## [EXERCISE PROMPT]
Pick out every line in the rows below that contains the word "plate", and copy each of those lines.

## [RECORDS TO PROCESS]

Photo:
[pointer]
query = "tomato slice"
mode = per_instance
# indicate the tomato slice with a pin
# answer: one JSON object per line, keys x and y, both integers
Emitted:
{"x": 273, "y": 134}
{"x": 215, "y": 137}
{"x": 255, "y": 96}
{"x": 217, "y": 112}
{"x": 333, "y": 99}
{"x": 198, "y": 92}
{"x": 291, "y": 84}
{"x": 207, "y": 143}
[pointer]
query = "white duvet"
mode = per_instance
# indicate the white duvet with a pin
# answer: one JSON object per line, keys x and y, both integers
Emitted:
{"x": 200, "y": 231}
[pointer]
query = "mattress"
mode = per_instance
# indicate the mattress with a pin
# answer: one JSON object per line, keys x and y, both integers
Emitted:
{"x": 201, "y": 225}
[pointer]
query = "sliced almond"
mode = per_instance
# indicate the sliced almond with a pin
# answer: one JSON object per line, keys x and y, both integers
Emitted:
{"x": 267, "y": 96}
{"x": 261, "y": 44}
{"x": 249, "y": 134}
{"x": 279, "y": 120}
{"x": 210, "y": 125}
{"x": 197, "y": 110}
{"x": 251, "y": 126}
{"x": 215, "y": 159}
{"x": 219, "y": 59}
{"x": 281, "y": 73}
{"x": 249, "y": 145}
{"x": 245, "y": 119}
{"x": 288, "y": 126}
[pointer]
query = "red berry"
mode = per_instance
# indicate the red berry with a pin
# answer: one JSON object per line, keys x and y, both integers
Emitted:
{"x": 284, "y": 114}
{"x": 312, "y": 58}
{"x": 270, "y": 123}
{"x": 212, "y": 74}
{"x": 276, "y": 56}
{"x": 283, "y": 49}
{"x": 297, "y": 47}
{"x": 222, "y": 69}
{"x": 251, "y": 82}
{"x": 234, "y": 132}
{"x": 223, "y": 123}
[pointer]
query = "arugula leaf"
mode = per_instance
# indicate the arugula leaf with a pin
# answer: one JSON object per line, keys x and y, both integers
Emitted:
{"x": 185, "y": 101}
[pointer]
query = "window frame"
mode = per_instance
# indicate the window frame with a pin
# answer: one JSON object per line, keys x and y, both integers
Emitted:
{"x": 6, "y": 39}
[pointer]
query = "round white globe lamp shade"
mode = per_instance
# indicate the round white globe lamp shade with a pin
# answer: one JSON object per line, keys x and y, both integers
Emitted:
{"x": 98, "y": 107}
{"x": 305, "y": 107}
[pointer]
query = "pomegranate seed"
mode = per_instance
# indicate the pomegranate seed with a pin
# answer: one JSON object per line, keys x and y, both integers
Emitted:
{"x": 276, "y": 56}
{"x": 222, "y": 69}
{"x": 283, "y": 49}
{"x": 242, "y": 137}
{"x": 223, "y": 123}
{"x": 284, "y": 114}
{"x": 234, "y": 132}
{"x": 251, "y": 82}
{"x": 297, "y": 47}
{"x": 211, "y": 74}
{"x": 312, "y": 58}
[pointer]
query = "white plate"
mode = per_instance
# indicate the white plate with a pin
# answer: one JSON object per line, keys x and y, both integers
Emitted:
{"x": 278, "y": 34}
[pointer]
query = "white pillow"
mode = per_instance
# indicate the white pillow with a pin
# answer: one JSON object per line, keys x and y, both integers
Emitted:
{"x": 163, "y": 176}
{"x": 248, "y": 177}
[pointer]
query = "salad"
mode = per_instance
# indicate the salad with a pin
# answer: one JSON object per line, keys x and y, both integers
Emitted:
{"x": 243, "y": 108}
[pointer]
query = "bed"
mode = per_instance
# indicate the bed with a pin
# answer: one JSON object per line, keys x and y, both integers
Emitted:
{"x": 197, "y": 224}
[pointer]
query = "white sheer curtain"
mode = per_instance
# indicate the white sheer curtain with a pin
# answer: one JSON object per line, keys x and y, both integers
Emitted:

## [TASK ANSWER]
query = "white plate"
# indicate the white plate with a pin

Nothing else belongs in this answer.